- _Short problem 1_:
Count the lines in the listing below that contain the string "large", treating uppercase and lowercase as different. Reply with the number alone.

HMS Sans Pareil was a 70-gun screw propelled ship of the line of the Royal Navy.

Planning and construction
Sans Pareil was initially designed as an 80-gun second rate, to the lines of the earlier HMS Sans Pareil, a French prize captured in 1794.  She was ordered on 27 February 1843 and laid down on 1 September 1845 at Devonport Dockyard.  The rapid development of naval technology during this period led to fears that she would be obsolete before she could be launched, and work was suspended on 2 October 1848.  A new design was drawn up utilising steam power, which was approved on 18 May 1849, and the conversion was duly carried out.  She was eventually launched on 18 March 1851, having cost a total of £126,432 to build, with the machinery costing another £30,888.  The conversion had lengthened her by , while the extra weight of the machinery necessitated a reduction in the number of guns, from 80 to 70.

- _Provided records_:
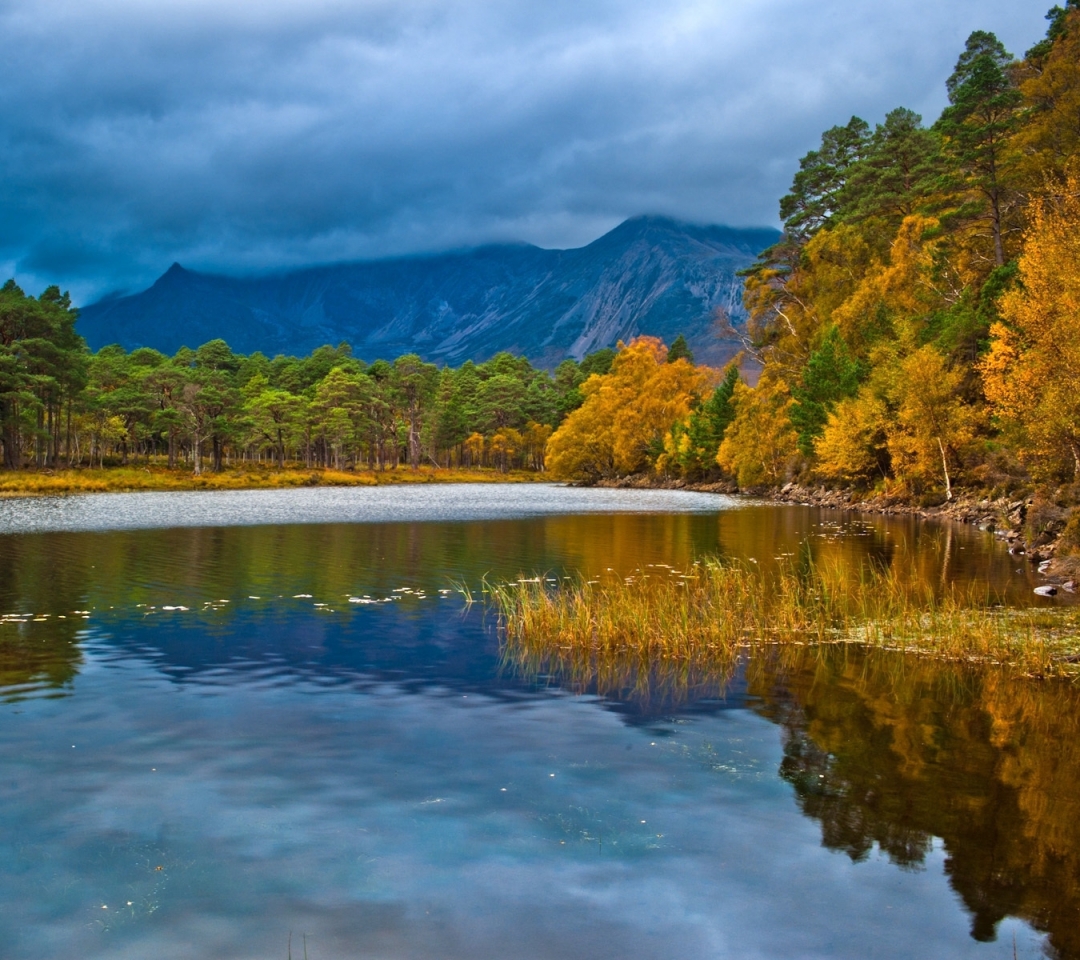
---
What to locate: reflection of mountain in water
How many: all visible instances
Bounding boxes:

* * *

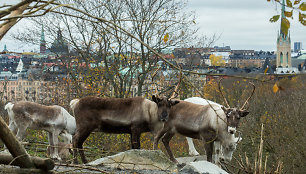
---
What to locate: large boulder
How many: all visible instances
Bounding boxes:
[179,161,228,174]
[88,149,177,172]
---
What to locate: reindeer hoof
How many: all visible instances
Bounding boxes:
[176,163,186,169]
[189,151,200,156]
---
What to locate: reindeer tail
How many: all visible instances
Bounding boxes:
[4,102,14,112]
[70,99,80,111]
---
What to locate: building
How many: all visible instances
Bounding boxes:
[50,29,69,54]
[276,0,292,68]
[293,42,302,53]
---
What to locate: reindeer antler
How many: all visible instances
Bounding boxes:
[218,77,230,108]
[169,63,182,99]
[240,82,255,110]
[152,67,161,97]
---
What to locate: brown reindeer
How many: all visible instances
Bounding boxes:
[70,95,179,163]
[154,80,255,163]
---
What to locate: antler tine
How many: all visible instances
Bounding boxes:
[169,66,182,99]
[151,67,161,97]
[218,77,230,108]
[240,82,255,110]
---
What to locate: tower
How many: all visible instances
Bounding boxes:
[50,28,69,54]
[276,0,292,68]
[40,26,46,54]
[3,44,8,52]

==

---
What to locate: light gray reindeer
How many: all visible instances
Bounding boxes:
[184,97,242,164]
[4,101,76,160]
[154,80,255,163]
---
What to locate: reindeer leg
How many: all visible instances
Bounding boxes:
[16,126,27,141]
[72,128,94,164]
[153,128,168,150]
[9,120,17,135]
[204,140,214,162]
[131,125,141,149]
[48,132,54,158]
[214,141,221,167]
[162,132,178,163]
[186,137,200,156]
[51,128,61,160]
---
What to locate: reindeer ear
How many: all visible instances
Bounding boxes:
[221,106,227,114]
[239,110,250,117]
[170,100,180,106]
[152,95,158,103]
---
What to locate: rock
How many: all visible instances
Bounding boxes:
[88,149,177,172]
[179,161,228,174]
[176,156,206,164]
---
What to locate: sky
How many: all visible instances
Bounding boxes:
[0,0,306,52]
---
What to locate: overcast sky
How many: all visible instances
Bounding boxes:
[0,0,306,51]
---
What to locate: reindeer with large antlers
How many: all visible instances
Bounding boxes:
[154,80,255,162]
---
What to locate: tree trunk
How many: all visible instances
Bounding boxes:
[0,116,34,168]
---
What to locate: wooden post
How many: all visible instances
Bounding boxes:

- _Short problem 2_:
Using the text on HMS Sans Pareil above, answer these:
(a) At which dockyard was the ship laid down?
(b) On what date was she launched?
(c) What did her machinery cost?

- _Worked answer 1_:
2

- _Worked answer 2_:
(a) Devonport Dockyard
(b) 18 March 1851
(c) £30,888